> **To be done**
Can you copy out everything in the rows below, from the line containing "instance of dark" down to the line containing "555 262 640 275", with both of those lines included?

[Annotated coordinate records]
========================================

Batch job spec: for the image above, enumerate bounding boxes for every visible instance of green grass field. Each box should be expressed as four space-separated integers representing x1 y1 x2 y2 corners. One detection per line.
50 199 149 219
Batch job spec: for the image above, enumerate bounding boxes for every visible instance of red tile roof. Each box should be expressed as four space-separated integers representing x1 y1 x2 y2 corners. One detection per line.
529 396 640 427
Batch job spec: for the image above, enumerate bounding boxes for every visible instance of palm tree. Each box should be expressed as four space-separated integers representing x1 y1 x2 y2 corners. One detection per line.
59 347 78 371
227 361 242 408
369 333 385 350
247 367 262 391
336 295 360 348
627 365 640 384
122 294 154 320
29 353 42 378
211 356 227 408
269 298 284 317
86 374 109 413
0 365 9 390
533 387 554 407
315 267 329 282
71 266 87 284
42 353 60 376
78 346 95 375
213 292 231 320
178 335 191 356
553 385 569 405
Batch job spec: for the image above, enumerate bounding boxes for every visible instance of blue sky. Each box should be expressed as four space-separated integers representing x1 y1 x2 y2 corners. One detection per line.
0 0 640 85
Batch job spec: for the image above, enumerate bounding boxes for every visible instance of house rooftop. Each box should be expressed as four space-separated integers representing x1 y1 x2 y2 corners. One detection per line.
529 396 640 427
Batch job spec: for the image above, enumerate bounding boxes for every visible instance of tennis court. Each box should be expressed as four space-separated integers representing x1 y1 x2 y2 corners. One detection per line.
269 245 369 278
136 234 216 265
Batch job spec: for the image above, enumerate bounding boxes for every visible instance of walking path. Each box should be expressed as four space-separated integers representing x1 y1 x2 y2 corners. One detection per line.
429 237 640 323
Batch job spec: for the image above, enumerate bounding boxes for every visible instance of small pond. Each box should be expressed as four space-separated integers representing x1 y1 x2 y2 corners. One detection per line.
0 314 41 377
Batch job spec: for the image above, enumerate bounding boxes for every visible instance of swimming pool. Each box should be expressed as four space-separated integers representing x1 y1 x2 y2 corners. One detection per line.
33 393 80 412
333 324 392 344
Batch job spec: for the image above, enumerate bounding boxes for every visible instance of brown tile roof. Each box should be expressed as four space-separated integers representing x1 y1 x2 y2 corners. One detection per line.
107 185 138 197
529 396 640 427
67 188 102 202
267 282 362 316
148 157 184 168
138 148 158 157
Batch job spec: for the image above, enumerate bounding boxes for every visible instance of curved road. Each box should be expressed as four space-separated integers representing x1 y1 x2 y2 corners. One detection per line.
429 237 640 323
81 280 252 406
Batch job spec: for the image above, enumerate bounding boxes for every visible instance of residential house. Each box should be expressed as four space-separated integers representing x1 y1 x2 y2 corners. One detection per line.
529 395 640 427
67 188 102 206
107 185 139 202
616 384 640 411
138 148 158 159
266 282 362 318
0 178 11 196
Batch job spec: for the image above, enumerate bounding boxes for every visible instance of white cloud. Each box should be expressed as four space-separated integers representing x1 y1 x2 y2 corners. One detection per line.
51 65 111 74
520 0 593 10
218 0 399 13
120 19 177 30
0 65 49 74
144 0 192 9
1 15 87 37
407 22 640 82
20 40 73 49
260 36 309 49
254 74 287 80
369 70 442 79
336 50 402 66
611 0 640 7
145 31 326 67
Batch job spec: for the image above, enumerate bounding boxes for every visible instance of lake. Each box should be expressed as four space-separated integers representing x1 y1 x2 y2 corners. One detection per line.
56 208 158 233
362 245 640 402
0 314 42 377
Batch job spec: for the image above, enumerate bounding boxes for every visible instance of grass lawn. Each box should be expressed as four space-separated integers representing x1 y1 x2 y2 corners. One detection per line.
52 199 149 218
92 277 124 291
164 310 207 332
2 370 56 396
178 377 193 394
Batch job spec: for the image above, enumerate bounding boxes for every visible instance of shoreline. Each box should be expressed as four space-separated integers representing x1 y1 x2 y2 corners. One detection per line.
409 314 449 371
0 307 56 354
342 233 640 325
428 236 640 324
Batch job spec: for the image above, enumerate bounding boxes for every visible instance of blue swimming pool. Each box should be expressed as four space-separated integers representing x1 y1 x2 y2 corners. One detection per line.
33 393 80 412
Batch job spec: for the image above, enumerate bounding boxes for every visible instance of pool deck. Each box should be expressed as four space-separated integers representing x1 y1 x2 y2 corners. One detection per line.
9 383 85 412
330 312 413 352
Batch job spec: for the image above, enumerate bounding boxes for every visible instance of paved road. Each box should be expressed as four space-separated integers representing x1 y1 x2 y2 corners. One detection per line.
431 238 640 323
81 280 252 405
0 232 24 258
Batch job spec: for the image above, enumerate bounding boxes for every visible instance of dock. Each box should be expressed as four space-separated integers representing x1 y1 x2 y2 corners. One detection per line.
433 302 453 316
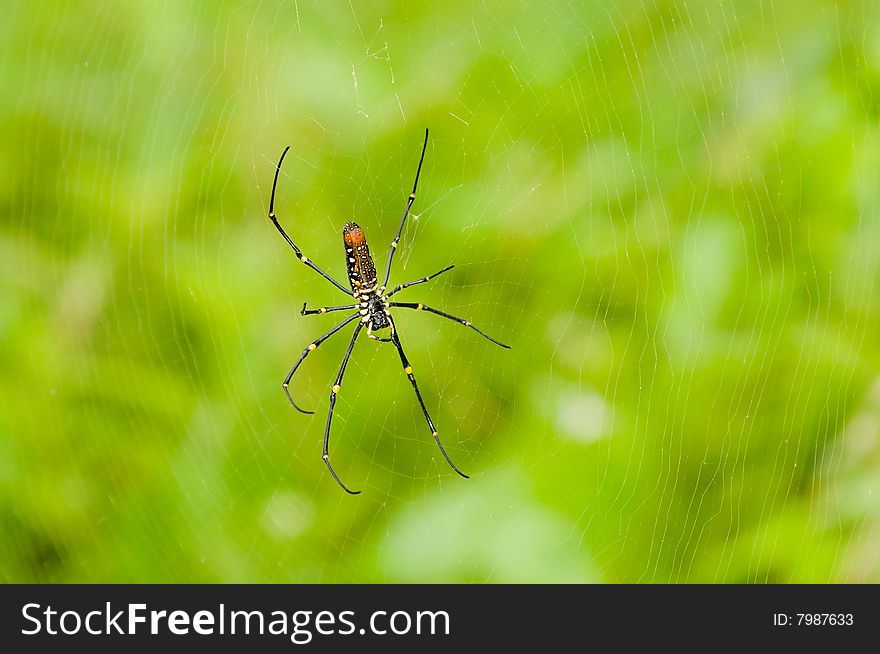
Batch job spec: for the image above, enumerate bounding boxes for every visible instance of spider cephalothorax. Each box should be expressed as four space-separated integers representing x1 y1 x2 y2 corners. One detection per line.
342 222 391 341
269 130 510 495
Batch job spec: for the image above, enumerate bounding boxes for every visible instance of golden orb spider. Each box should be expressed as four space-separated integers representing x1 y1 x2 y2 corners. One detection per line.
269 129 510 495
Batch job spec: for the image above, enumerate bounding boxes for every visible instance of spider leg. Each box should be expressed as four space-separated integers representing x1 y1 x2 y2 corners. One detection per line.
300 302 360 316
389 316 470 479
388 302 510 350
322 314 364 495
269 145 351 295
385 264 455 297
382 129 428 289
281 313 360 413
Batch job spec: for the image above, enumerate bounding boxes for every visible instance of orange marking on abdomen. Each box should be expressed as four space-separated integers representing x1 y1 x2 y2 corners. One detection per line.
342 223 366 248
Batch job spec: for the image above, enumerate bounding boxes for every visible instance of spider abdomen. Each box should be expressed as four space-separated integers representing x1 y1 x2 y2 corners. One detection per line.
342 222 377 294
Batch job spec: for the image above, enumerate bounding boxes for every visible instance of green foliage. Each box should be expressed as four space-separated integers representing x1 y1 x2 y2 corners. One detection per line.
0 1 880 582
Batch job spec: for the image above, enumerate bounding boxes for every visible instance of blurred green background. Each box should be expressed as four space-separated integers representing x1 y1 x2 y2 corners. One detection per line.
0 0 880 583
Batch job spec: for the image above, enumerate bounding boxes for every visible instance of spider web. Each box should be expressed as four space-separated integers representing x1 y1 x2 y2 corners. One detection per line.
0 1 880 582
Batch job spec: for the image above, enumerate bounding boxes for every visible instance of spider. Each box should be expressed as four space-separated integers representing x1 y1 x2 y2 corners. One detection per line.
269 129 510 495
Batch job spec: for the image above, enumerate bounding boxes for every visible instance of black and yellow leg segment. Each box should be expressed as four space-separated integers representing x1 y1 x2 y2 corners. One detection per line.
281 313 360 413
388 302 510 350
269 145 351 296
385 265 455 297
391 320 470 479
322 314 364 495
382 129 428 288
300 302 360 316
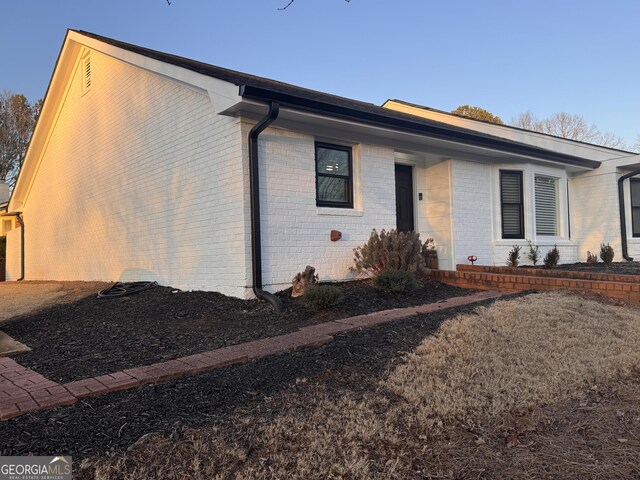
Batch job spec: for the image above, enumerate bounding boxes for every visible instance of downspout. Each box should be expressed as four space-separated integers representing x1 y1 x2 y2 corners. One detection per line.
249 102 283 313
7 212 24 282
618 170 640 262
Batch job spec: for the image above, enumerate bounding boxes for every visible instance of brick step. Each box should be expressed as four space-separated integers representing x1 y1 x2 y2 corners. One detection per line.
431 267 640 303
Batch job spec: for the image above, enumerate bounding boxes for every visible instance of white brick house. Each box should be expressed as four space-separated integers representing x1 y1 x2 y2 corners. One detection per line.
7 31 640 298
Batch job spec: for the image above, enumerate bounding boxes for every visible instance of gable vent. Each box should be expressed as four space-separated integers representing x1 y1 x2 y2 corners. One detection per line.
82 56 91 93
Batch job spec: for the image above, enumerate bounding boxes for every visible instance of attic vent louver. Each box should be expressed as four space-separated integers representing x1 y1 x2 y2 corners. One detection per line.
82 55 91 94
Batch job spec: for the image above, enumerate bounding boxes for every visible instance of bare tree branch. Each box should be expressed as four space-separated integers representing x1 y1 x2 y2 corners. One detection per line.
510 111 626 150
280 0 351 10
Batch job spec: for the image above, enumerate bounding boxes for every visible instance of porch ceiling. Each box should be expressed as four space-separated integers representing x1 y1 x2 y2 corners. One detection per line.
223 99 592 172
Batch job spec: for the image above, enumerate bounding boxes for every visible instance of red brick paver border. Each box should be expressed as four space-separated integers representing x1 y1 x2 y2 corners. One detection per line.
0 358 77 420
0 291 504 420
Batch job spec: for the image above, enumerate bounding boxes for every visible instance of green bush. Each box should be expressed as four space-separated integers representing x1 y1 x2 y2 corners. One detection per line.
544 245 560 268
527 240 540 266
507 245 522 267
600 243 615 265
351 229 433 277
374 270 418 293
302 285 342 310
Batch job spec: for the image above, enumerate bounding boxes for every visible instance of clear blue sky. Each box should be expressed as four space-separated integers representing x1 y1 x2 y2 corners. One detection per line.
0 0 640 142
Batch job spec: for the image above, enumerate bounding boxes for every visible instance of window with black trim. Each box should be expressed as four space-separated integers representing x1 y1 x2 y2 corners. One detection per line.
316 143 353 208
500 170 524 238
630 178 640 237
534 175 558 236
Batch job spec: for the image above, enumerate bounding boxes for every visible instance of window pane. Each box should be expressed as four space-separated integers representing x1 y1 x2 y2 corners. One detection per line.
535 175 558 235
502 204 522 237
631 207 640 237
631 180 640 207
317 147 349 177
501 172 522 203
318 175 350 203
500 172 524 238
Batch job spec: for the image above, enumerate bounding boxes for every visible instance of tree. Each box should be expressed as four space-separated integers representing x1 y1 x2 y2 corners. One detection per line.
510 111 626 149
0 91 42 186
451 105 504 125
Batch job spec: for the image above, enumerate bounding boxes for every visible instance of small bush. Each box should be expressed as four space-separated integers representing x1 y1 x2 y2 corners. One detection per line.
302 285 342 310
544 245 560 268
527 240 540 265
600 243 615 265
374 270 418 293
351 229 433 277
507 245 522 267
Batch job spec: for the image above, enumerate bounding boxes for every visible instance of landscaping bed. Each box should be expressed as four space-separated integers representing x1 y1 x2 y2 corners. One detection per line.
1 280 473 382
0 298 492 460
5 292 640 480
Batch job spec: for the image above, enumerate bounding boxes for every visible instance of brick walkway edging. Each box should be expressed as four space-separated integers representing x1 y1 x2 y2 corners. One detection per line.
0 291 504 420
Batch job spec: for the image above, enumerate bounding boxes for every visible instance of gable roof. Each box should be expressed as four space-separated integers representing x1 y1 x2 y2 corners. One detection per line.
72 30 600 169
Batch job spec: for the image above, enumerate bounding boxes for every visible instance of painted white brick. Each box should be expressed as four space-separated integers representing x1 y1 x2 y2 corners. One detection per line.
8 47 249 296
243 123 396 291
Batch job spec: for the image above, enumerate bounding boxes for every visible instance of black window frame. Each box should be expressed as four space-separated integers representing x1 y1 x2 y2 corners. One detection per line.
315 142 353 208
629 178 640 238
500 170 525 240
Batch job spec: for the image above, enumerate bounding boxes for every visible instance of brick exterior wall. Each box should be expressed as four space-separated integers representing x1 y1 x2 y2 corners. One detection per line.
415 161 455 270
8 47 250 296
248 123 396 291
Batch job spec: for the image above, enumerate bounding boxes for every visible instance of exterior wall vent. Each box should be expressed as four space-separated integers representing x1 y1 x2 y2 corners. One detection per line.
82 54 91 95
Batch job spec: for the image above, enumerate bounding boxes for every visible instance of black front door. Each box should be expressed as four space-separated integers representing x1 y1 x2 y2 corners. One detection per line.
396 165 413 232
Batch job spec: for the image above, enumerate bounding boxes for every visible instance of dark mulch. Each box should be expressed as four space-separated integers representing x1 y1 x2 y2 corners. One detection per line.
0 300 504 462
2 281 473 382
555 262 640 275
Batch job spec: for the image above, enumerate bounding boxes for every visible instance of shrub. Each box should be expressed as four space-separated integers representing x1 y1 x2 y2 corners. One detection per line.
507 245 522 267
374 270 418 293
527 240 540 265
302 285 342 310
544 245 560 268
600 243 615 265
351 229 433 276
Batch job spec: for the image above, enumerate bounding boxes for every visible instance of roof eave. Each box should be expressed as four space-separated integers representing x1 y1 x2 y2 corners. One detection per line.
240 85 601 169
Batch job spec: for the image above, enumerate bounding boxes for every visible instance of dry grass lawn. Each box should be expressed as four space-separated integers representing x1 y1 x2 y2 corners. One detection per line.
0 281 108 324
79 293 640 479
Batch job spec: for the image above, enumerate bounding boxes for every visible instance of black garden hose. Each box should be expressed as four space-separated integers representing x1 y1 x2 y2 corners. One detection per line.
98 282 158 298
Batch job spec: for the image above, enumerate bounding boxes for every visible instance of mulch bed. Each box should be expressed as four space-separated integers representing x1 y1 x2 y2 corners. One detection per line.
2 281 473 382
0 292 502 465
536 262 640 275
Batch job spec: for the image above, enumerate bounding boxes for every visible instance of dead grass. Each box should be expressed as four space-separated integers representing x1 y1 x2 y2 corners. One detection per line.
78 293 640 479
385 293 640 421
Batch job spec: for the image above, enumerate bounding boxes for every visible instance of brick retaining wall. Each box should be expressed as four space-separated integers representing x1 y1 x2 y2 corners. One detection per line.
431 265 640 303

========================================

> **Result of the exercise**
Batch job spec: for the image above, enumerate bounding boxes for every visible instance of dark mulch. Each box should be expressed as four space-separated integers representing x1 y1 x2 y2 corners. One detection per line.
0 300 504 462
2 281 473 382
555 262 640 275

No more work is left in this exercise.